**Stored data entries:**
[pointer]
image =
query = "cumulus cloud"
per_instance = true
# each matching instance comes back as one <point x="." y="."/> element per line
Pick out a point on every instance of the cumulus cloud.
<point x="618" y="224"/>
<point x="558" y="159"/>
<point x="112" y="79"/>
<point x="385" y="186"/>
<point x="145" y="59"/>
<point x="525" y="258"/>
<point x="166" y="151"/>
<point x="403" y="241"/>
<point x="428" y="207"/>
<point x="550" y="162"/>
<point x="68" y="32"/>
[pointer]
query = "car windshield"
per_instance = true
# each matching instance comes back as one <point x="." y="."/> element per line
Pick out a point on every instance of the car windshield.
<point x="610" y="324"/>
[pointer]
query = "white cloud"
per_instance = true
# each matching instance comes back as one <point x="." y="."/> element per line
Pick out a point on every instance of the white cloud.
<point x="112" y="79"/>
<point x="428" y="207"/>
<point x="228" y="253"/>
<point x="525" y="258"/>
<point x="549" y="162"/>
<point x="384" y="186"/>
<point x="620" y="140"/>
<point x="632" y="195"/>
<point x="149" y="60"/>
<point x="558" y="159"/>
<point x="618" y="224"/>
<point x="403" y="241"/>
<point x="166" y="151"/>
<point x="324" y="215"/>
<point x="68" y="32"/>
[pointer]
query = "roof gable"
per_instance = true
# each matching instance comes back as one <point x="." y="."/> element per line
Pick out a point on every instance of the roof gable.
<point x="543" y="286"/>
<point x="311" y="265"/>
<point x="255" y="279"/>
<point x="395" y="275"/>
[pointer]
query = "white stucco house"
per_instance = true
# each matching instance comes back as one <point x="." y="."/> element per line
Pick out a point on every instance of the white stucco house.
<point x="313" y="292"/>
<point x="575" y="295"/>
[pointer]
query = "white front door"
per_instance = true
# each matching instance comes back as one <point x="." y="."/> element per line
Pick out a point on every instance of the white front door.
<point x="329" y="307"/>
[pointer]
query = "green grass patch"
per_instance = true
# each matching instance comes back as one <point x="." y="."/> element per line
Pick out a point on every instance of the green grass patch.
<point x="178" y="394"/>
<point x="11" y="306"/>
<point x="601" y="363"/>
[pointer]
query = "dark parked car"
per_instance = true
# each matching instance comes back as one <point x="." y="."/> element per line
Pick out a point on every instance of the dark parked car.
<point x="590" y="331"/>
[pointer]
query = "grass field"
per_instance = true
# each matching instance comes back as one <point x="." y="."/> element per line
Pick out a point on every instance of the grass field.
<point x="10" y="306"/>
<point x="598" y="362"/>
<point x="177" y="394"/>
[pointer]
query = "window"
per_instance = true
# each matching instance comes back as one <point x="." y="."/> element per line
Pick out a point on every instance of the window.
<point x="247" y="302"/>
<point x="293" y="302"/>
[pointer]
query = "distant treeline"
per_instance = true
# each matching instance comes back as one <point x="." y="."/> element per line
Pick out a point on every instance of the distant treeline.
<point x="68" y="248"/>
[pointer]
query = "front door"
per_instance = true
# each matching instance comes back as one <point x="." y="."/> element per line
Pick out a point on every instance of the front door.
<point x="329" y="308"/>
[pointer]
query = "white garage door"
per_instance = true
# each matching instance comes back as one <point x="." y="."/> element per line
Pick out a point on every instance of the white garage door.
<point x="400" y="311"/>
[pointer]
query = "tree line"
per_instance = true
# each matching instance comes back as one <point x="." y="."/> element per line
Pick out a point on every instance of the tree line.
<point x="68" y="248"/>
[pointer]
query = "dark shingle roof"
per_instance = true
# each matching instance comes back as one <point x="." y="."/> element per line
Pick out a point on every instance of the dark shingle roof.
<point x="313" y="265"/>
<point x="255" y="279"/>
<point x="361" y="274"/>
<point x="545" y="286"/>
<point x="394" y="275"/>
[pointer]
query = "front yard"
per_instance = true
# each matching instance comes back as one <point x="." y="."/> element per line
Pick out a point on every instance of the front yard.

**Work to complete:**
Using the data above, print every record exactly as shown.

**Reply:**
[pointer]
image =
query = "cumulus cloud"
per_instance = true
# each matching instance comes back as one <point x="." y="."/> element per line
Pick out a point on every instance of the cumulus cloud.
<point x="618" y="224"/>
<point x="558" y="159"/>
<point x="112" y="79"/>
<point x="385" y="186"/>
<point x="145" y="59"/>
<point x="525" y="258"/>
<point x="166" y="151"/>
<point x="403" y="241"/>
<point x="428" y="207"/>
<point x="550" y="162"/>
<point x="68" y="32"/>
[pointer]
query = "car windshield"
per_instance = true
# each matching instance comes back as one <point x="." y="."/> element per line
Pick out a point on every instance of the car windshield.
<point x="610" y="324"/>
[pointer]
query = "white cloud"
per_instance = true
# each matching instance comes back as one <point x="." y="."/> element per line
Pick out a point on every instance of the white cloud.
<point x="112" y="79"/>
<point x="428" y="207"/>
<point x="228" y="253"/>
<point x="525" y="258"/>
<point x="549" y="162"/>
<point x="384" y="186"/>
<point x="620" y="140"/>
<point x="632" y="195"/>
<point x="149" y="60"/>
<point x="558" y="159"/>
<point x="618" y="224"/>
<point x="403" y="241"/>
<point x="166" y="151"/>
<point x="324" y="215"/>
<point x="68" y="32"/>
[pointer]
query = "roof gable"
per_instance = true
# each matching instance comes back as one <point x="." y="."/> element per line
Pick out a point on every instance of the roof gable.
<point x="543" y="286"/>
<point x="311" y="265"/>
<point x="255" y="279"/>
<point x="395" y="275"/>
[pointer]
query = "white stucco house"
per_instance = true
# each matching instance comes back as one <point x="." y="."/> element per line
Pick out a point on every instance of the white stucco house.
<point x="313" y="292"/>
<point x="575" y="295"/>
[pointer]
query = "white front door"
per_instance = true
# each matching instance comes back as one <point x="." y="."/> element per line
Pick out a point on every instance of the white front door.
<point x="329" y="307"/>
[pointer]
query = "green grass patch"
per_instance = true
# each matching instance comes back as one <point x="." y="."/> element per line
Pick out a point on every instance of the green grass patch.
<point x="178" y="394"/>
<point x="11" y="306"/>
<point x="601" y="363"/>
[pointer]
query = "dark parked car"
per_instance = true
# each matching instance comes back as one <point x="." y="."/> element per line
Pick out a point on every instance of the dark parked car.
<point x="590" y="331"/>
[pointer]
query = "grass field"
per_instance = true
# each matching instance comes back as one <point x="." y="."/> element per line
Pick out a point on every instance of the grass field.
<point x="10" y="306"/>
<point x="598" y="362"/>
<point x="177" y="394"/>
[pointer]
query = "window"
per_instance = true
# each matching instance comes back as one <point x="." y="."/> element per line
Pick out a point on every instance of the window.
<point x="247" y="302"/>
<point x="293" y="302"/>
[pointer]
query = "distant treeline"
per_instance = true
# each matching instance comes back as one <point x="." y="."/> element per line
Pick out a point on every instance of the distant treeline.
<point x="68" y="248"/>
[pointer]
query = "front door"
per_instance = true
# each matching instance comes back as one <point x="." y="."/> element per line
Pick out a point on every instance of the front door.
<point x="329" y="308"/>
[pointer]
query = "white garage door"
per_instance = true
# each matching instance comes back as one <point x="." y="."/> element per line
Pick out a point on every instance of the white garage door.
<point x="400" y="311"/>
[pointer]
query = "tree line"
per_instance = true
# each matching instance comes back as one <point x="." y="."/> element per line
Pick out a point on every instance of the tree line.
<point x="68" y="248"/>
[pointer]
query = "dark shingle roof"
per_instance = true
# each matching instance comes back as one <point x="." y="."/> element per line
Pick out a point on every instance of the dark shingle roof.
<point x="313" y="265"/>
<point x="255" y="279"/>
<point x="361" y="274"/>
<point x="545" y="286"/>
<point x="394" y="275"/>
[pointer]
query = "front yard"
per_instance = true
# each matching instance comes back as one <point x="." y="."/> element per line
Pick out a point on every instance of the front yard.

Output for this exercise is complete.